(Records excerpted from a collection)
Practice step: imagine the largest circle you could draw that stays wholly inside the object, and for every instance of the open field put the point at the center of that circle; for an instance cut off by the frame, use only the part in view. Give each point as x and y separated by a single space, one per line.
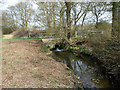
25 66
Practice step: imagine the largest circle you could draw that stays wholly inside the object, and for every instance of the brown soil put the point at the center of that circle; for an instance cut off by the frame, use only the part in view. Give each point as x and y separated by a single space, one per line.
25 66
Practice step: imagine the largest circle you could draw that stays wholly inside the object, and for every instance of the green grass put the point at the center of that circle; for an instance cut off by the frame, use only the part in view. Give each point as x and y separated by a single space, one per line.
14 39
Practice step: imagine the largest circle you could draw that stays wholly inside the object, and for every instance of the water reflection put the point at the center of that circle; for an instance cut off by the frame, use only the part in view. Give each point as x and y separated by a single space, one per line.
85 68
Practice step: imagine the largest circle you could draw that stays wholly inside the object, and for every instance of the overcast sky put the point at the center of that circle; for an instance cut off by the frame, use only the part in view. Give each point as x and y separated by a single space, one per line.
7 3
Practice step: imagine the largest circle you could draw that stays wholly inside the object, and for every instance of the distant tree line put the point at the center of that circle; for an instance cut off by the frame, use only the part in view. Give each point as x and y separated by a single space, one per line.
58 16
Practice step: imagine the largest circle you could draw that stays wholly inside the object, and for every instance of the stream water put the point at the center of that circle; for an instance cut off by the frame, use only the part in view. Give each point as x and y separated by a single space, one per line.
86 68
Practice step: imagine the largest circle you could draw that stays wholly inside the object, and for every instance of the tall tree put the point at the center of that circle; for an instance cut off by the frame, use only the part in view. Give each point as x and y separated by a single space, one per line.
68 20
116 21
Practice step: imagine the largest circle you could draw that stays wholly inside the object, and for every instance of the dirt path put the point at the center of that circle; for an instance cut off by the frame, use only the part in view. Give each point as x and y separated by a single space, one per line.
25 66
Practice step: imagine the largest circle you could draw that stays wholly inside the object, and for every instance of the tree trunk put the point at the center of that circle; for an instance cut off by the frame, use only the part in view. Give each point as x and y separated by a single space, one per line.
116 21
68 5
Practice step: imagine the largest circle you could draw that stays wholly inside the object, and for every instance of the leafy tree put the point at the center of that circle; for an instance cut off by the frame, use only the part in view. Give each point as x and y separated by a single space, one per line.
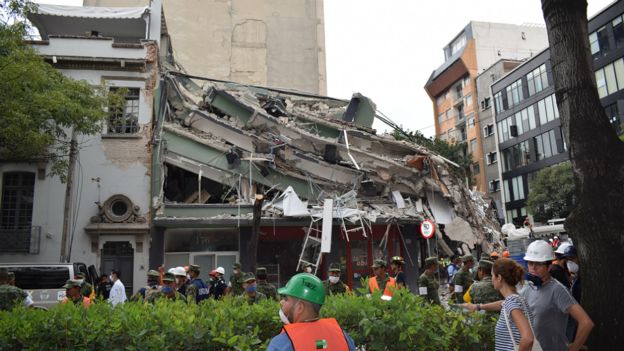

**THE PROBLEM**
Gather every line of the data above that contains the word "tall", where uppercase and lowercase count as different.

**SOLUTION FOR THIS TASK**
Practice step: imagine the largest circle you could draw that stays wholly inside the object, and for every instance of the tall tree put the point at the center of that circle; for an instance cut off by the frame, use only the part in view. Give each point as x and y separated by a single space, one per line.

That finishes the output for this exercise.